■ **Supplied material**
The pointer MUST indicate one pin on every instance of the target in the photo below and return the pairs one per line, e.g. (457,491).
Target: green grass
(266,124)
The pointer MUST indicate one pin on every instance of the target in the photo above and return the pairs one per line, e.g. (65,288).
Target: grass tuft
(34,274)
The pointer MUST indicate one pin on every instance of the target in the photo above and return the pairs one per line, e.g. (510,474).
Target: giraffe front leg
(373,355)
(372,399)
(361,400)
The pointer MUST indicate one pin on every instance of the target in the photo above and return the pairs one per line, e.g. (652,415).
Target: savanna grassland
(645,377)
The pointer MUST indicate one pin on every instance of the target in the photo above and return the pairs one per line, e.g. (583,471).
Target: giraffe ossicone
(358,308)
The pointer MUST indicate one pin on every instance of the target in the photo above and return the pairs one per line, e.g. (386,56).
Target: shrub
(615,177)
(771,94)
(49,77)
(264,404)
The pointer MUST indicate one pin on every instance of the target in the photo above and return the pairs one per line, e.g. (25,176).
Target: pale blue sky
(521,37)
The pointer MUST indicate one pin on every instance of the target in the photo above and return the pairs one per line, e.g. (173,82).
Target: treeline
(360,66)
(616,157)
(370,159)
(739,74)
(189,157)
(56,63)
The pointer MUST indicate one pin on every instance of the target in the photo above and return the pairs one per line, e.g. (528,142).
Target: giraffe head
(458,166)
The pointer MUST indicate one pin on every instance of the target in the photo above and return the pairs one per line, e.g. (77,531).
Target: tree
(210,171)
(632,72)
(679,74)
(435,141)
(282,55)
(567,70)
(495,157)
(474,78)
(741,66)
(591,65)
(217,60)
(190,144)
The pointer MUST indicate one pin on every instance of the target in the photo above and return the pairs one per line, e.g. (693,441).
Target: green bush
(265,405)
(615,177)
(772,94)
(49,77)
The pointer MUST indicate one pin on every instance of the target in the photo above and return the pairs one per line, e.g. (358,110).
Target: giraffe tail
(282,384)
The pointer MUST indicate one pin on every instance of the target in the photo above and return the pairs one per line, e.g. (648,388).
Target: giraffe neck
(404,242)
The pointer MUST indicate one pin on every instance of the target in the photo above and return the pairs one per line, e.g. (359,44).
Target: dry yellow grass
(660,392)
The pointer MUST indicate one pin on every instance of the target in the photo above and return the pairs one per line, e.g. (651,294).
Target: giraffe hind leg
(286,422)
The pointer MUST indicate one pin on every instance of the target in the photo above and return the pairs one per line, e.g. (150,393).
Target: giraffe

■ **Directions for this task**
Reproduce the material above, keeping every line intact.

■ **Reply to the task**
The pointer MUST indicate one pin on every instance of the target in the photo below and return the pairs one per line, e.g. (457,491).
Target: green grass
(266,124)
The pointer MUST indicate one pin on every instance of the target in the photo above and return the pairs one per line, e.g. (65,288).
Target: grass tuft
(34,274)
The pointer MUST indicate one pin on every instance of the target in the photo above and return the pairs one per line, e.g. (510,474).
Target: giraffe front leg
(373,355)
(372,399)
(361,400)
The pointer MUST indicate one pin on every instance of the target in the photo above and return the pairs one per line, e.g. (652,415).
Target: savanna grassland
(645,377)
The pointer MUST indicate one pin on every instance of the target in the photo above and return the pairs one per line, e.g. (583,471).
Target: giraffe ossicone
(358,308)
The pointer MUST indicate one pin on every instance of the target in the photo above and return the pairs one per line, e.g. (386,56).
Target: shrub
(615,177)
(771,94)
(49,77)
(264,404)
The pointer MUST indicate one pin on every instance of the target in the photo above and return the pairs one per line, e.g. (25,176).
Target: pale blue sky
(521,37)
The pointer MUST indicate one pin on every instance of the target in the photo above and return the pairs one per line, e.g. (173,82).
Target: treeline
(360,66)
(616,157)
(370,159)
(739,74)
(189,157)
(56,63)
The pointer MUST indicate one pin on every instance of the target in the photo above and return the pairs one per line, e.g. (528,142).
Target: giraffe head
(458,166)
The pointer MUST indicate one pin on every instance of the target in the photo above and return the pairs one per line, e.g. (77,531).
Target: tree
(210,171)
(632,72)
(679,74)
(435,141)
(282,55)
(567,70)
(495,157)
(474,78)
(741,66)
(591,65)
(217,60)
(190,144)
The pointer MUST indicate one pin on every instance of the target in the photo above and return the pairs one per line, e.g. (693,441).
Target: green bush
(265,405)
(615,177)
(772,94)
(49,77)
The pointer MUST indicate one pin on every instance of the target in the photo above and return the pairs one per line, e.g. (358,110).
Target: giraffe tail
(282,384)
The pointer MUST indicate one pin on every instance of the target in the photo above and return the pairs one per line, e.g. (648,388).
Target: giraffe neck
(404,242)
The pointer MUST indicate one pin on every instance of the target in the photo above and return the pairs one per line, e.g. (359,44).
Target: dry yellow grass
(660,392)
The pointer MUST indicate one pin on every instance of the target in the photo above and return the pairs one per line, e.g. (651,294).
Target: giraffe hind leg
(286,422)
The pointer MUST indicate one pin on every instance of the target in the photo above and return the pairs one per line, e.g. (150,393).
Target: giraffe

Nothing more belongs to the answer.